YOUR ASSIGNMENT =
Among the entries that follow, how many lines contain the string "cross"? Write the number alone.

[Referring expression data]
○ ○ ○

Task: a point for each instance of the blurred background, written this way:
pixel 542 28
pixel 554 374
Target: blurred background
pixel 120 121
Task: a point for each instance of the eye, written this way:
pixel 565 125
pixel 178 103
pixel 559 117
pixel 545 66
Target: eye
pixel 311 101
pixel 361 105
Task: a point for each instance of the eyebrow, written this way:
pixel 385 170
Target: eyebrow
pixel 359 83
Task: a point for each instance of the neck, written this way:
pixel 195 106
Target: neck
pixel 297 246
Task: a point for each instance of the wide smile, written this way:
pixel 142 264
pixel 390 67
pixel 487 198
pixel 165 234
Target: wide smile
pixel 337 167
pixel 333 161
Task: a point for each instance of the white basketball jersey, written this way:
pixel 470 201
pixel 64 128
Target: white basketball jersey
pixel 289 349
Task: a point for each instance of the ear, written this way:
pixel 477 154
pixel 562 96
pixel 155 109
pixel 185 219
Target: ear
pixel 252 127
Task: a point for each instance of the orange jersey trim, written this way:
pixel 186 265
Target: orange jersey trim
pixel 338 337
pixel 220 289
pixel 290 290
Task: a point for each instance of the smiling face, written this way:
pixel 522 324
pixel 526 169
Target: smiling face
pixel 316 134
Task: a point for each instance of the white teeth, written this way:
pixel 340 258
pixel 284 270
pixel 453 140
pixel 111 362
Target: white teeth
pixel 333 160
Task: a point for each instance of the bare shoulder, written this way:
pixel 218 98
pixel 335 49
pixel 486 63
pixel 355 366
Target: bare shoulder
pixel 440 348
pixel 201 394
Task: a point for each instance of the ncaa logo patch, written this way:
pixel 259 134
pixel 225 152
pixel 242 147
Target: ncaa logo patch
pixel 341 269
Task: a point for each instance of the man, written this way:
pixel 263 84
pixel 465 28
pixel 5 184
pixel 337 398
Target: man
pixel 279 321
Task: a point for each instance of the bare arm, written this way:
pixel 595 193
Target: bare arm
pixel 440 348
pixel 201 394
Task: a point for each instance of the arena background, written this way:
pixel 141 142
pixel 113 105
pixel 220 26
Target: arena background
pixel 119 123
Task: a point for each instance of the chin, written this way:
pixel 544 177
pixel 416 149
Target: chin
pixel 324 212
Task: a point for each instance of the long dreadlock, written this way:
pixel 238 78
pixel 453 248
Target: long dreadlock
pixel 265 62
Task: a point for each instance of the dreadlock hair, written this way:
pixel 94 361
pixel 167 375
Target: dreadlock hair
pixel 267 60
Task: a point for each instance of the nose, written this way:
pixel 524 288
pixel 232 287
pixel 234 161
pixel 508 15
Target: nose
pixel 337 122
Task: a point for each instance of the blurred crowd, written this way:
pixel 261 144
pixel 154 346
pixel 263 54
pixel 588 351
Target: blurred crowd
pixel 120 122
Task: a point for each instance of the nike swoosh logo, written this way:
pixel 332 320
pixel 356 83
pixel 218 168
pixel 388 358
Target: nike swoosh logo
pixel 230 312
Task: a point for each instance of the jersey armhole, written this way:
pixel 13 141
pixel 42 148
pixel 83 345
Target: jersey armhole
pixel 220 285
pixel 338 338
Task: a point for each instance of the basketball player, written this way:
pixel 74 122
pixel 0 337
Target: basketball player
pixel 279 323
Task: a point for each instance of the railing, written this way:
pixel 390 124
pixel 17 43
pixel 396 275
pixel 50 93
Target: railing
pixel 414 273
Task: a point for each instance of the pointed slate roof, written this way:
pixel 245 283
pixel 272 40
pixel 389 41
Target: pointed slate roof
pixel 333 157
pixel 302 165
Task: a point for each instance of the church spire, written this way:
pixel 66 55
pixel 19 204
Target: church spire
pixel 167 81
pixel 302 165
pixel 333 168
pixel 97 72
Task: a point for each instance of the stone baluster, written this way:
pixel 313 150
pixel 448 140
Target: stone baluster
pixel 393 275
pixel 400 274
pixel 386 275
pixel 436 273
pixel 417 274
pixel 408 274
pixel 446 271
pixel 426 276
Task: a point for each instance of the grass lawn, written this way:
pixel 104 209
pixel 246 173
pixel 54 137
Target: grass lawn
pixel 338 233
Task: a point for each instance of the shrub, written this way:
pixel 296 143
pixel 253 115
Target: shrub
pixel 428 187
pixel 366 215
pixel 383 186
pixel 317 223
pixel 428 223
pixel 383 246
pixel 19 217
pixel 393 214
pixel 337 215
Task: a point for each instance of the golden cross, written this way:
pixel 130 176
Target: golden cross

○ ○ ○

TASK OUTPUT =
2